Outline data
________________

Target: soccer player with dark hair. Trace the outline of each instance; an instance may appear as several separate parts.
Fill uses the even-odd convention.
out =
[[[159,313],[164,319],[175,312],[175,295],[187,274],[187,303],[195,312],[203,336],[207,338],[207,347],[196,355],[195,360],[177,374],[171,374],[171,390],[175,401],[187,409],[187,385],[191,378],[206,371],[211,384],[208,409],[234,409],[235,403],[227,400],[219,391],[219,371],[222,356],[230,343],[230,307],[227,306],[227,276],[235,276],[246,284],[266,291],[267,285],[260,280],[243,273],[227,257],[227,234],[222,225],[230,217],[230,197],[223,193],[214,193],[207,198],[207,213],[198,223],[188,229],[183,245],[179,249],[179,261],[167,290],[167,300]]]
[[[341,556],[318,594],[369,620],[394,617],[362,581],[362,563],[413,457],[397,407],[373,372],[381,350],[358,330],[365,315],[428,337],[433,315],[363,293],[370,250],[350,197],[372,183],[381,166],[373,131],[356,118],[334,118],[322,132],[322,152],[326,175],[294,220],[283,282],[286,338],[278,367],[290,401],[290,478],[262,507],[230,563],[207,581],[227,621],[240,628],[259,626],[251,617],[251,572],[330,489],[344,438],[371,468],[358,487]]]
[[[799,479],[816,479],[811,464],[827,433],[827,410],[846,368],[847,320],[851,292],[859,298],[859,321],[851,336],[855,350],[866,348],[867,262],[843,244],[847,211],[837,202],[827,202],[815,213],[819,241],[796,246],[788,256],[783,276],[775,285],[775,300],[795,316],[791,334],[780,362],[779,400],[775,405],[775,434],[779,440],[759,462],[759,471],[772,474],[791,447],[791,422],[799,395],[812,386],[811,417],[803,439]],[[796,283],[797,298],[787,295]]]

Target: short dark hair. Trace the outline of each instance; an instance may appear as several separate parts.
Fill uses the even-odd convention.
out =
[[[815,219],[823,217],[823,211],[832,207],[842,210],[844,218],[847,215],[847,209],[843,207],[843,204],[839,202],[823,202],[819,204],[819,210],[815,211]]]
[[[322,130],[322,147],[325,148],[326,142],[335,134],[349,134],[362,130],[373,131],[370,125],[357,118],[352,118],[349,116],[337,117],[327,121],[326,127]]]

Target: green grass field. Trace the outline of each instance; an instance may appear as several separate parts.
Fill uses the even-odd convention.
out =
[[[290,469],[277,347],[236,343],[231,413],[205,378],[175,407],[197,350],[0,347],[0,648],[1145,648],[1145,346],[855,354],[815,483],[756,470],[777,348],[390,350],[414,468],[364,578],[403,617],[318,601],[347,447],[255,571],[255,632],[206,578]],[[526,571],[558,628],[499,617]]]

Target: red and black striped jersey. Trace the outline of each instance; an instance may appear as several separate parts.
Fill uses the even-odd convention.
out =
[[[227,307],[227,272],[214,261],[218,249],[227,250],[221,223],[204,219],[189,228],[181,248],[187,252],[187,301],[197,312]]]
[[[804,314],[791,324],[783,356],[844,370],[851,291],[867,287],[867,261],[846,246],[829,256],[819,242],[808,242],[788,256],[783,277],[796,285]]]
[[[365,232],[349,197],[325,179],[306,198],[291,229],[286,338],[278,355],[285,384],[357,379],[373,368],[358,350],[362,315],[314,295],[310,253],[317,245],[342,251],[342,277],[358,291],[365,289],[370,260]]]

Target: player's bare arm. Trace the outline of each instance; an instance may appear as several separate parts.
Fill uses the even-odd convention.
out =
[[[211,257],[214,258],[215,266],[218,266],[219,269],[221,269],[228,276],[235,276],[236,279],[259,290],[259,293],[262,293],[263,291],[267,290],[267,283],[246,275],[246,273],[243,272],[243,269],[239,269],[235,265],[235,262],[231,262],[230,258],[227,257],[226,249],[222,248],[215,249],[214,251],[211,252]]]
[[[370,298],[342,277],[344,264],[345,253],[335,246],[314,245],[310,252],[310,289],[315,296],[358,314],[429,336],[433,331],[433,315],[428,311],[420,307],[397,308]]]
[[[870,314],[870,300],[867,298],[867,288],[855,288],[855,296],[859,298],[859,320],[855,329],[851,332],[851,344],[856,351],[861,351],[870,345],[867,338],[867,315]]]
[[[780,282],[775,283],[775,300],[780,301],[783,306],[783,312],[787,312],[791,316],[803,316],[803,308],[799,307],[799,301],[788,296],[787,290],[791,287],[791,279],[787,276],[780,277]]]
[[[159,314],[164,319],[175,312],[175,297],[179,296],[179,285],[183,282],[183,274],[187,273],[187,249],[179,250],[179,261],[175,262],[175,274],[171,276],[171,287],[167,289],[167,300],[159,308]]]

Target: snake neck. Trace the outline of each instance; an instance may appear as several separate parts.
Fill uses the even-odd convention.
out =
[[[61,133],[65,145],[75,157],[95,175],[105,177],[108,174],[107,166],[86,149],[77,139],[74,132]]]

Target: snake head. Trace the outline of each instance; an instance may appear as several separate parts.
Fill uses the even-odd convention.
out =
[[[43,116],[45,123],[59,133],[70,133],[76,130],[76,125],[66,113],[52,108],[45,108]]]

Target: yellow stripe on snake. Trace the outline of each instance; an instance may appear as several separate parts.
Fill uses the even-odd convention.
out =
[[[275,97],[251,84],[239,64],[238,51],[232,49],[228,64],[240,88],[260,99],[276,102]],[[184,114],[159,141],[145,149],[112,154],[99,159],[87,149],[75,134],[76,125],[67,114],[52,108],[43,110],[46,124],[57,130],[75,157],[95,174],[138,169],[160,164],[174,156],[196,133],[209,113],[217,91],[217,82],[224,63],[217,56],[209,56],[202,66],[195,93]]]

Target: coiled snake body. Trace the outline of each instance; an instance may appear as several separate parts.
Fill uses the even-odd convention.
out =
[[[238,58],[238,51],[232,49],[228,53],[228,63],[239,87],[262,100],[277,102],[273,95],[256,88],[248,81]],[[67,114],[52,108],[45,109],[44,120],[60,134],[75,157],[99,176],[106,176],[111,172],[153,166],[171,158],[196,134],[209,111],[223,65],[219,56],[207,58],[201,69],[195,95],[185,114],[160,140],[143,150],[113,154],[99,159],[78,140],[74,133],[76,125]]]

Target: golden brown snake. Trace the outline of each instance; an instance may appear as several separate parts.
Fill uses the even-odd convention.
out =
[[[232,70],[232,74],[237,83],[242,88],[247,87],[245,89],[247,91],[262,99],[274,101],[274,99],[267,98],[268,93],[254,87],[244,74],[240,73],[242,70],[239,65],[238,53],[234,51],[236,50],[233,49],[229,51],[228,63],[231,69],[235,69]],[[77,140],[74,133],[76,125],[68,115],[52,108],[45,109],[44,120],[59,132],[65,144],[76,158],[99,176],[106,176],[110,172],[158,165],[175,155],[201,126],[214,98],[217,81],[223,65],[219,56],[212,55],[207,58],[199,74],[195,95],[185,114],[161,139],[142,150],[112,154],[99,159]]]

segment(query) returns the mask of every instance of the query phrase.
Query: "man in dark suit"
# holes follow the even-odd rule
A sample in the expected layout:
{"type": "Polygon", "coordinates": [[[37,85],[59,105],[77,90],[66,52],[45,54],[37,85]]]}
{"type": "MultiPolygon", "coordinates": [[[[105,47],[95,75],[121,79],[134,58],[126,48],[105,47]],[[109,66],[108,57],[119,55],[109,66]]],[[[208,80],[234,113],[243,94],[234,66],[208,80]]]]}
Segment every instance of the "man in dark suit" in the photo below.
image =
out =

________________

◆ GIVEN EXERCISE: Lay out every line of the data above as a numbered list, leaving out the blank lines.

◆ RESULT FOR THIS TASK:
1. Target: soccer player with dark hair. Trace the outline of each instance; an instance may appear as several separate parts.
2. Fill uses the even-odd convention.
3. out =
4. [[[159,313],[164,319],[175,312],[175,295],[187,274],[187,303],[195,312],[203,336],[207,338],[207,347],[196,355],[195,360],[177,374],[171,374],[171,390],[175,401],[187,409],[187,385],[191,378],[206,371],[211,384],[208,409],[234,409],[235,403],[227,400],[219,391],[219,371],[222,356],[230,343],[230,307],[227,306],[227,276],[235,276],[246,284],[266,291],[267,285],[260,280],[243,273],[227,257],[227,234],[222,225],[230,217],[230,197],[223,193],[214,193],[207,198],[207,213],[198,223],[188,229],[183,245],[179,249],[179,261],[167,290],[167,300]]]
5. [[[341,556],[318,594],[369,620],[394,617],[362,581],[362,563],[413,457],[397,407],[373,372],[381,350],[358,330],[365,315],[428,337],[433,315],[363,293],[370,250],[350,197],[372,183],[381,166],[373,131],[356,118],[334,118],[322,132],[322,152],[326,175],[294,220],[283,282],[286,338],[278,367],[290,401],[290,478],[262,507],[230,563],[207,581],[227,621],[240,628],[259,626],[251,617],[251,572],[330,489],[344,438],[371,468],[358,487]]]
6. [[[799,479],[816,479],[811,464],[827,433],[827,410],[846,368],[847,320],[851,292],[859,298],[859,321],[851,336],[855,350],[866,348],[867,262],[843,244],[847,211],[837,202],[827,202],[815,213],[819,241],[796,246],[788,256],[783,276],[775,285],[775,300],[795,316],[791,334],[780,362],[779,400],[775,405],[775,434],[779,440],[759,462],[759,471],[772,474],[791,447],[791,422],[799,395],[812,386],[811,417],[803,439]],[[796,283],[797,298],[787,295]]]
7. Target: short dark hair. Trace the outline of each instance; an instance may appear as several separate parts.
8. Fill uses the even-odd convention.
9. out =
10. [[[815,219],[823,217],[823,211],[832,207],[842,210],[844,218],[847,215],[847,209],[843,207],[843,204],[839,202],[823,202],[819,204],[819,210],[815,211]]]
11. [[[322,130],[322,147],[325,148],[326,142],[335,134],[349,134],[362,130],[373,131],[370,125],[357,118],[352,118],[349,116],[337,117],[327,121],[326,127]]]
12. Target: green grass field. Trace the outline of each instance; an instance may appear as several separate parts.
13. Fill uses the even-odd convention.
14. out =
15. [[[290,469],[277,347],[236,343],[231,413],[205,378],[175,407],[197,350],[0,347],[0,648],[1145,648],[1145,346],[855,354],[815,483],[756,470],[777,348],[390,350],[414,468],[364,578],[403,617],[318,601],[347,447],[255,571],[255,632],[206,578]],[[526,571],[558,628],[499,617]]]
16. Target: red and black striped jersey. Trace the outline of each instance; an instance may appear as several separate parts.
17. Fill uses the even-odd convention.
18. out =
19. [[[227,307],[227,272],[214,261],[218,249],[227,250],[221,223],[204,219],[189,228],[181,248],[187,252],[187,301],[197,312]]]
20. [[[804,314],[791,324],[783,356],[844,370],[851,291],[867,287],[867,261],[846,246],[829,256],[819,242],[808,242],[788,256],[783,277],[796,285]]]
21. [[[365,232],[349,197],[325,179],[306,198],[291,229],[286,338],[278,355],[285,384],[357,379],[373,368],[358,350],[362,315],[314,295],[310,253],[317,245],[342,251],[342,277],[358,291],[365,289],[370,260]]]
22. Target: player's bare arm. Trace the outline of each instance; an instance may appear as several separate parts.
23. Fill uses the even-odd convention.
24. out =
25. [[[211,257],[214,258],[215,266],[218,266],[219,269],[221,269],[228,276],[235,276],[236,279],[259,290],[259,293],[262,293],[263,291],[267,290],[267,283],[246,275],[246,273],[243,272],[243,269],[239,269],[235,265],[235,262],[231,262],[230,258],[227,257],[226,249],[222,248],[215,249],[214,251],[211,252]]]
26. [[[370,298],[342,277],[344,264],[345,253],[335,246],[314,245],[310,252],[310,289],[315,296],[358,314],[429,336],[433,331],[433,315],[428,311],[420,307],[397,308]]]
27. [[[870,314],[870,300],[867,298],[867,288],[855,288],[855,296],[859,298],[859,320],[855,329],[851,332],[851,344],[856,351],[861,351],[870,345],[867,338],[867,315]]]
28. [[[780,282],[775,283],[775,300],[780,301],[783,306],[783,312],[787,312],[791,316],[803,316],[803,308],[799,307],[799,301],[788,296],[787,290],[791,287],[791,279],[787,276],[780,277]]]
29. [[[159,314],[164,319],[175,312],[175,297],[179,296],[179,285],[183,282],[183,274],[187,273],[187,249],[179,250],[179,261],[175,262],[175,274],[171,276],[171,287],[167,289],[167,300],[159,308]]]
30. Target: snake neck. Trace the outline of each instance; an instance may appear as several separate parts.
31. Fill uses the even-odd convention.
32. out =
33. [[[61,133],[65,145],[75,157],[95,175],[105,177],[108,174],[107,166],[86,149],[77,139],[74,132]]]
34. Target: snake head. Trace the outline of each instance; an instance may appear as several separate parts.
35. Fill uses the even-odd convention.
36. out =
37. [[[43,116],[45,123],[59,133],[70,133],[76,130],[76,125],[66,113],[52,108],[45,108]]]
38. Target: yellow stripe on snake. Trace the outline of each instance; an instance may appear as several separate parts.
39. Fill uses the even-odd convention.
40. out =
41. [[[275,97],[251,84],[239,64],[238,51],[232,49],[228,64],[240,88],[260,99],[276,102]],[[184,114],[159,141],[145,149],[112,154],[99,159],[87,149],[75,134],[76,125],[67,114],[52,108],[43,110],[46,124],[57,130],[75,157],[95,174],[138,169],[160,164],[174,156],[196,133],[209,113],[217,91],[217,82],[224,63],[217,56],[209,56],[202,66],[195,93]]]
42. Target: coiled snake body. Trace the outline of each instance; an instance may appear as several separate parts.
43. Fill uses the even-odd convention.
44. out =
45. [[[238,58],[238,51],[232,49],[228,53],[228,63],[239,87],[262,100],[277,102],[273,95],[256,88],[248,81]],[[67,114],[52,108],[45,109],[44,120],[60,134],[75,157],[99,176],[106,176],[111,172],[153,166],[171,158],[196,134],[209,111],[223,65],[219,56],[207,58],[201,69],[195,95],[185,114],[160,140],[143,150],[113,154],[99,159],[78,140],[74,133],[76,125]]]
46. Target: golden brown snake. Trace the outline of each instance; an instance may appear as several separate parts.
47. Fill uses the even-odd convention.
48. out =
49. [[[232,70],[232,74],[237,83],[242,88],[247,87],[245,89],[247,91],[262,99],[274,101],[274,99],[267,98],[268,93],[254,87],[244,74],[240,73],[242,70],[239,65],[238,53],[234,51],[236,50],[233,49],[229,51],[228,63],[231,69],[235,69]],[[77,140],[74,133],[76,125],[68,115],[52,108],[45,109],[44,120],[59,132],[65,144],[76,158],[99,176],[106,176],[110,172],[158,165],[175,155],[201,126],[214,98],[217,81],[223,65],[219,56],[212,55],[207,58],[199,74],[195,95],[185,114],[161,139],[142,150],[112,154],[99,159]]]
50. segment(query) returns the mask of every instance of the query phrase.
51. Query: "man in dark suit"
52. # holes follow the even-odd rule
53. A sample in the expected layout:
54. {"type": "Polygon", "coordinates": [[[37,85],[59,105],[77,90],[66,52],[45,54],[37,85]]]}
55. {"type": "MultiPolygon", "coordinates": [[[[105,47],[95,75],[121,79],[134,58],[126,48],[105,47]],[[109,66],[108,57],[119,55],[109,66]]],[[[208,80],[234,113],[243,94],[234,66],[208,80]]]]}
56. Segment every instance of the "man in dark suit" in the photo below.
57. image =
58. out =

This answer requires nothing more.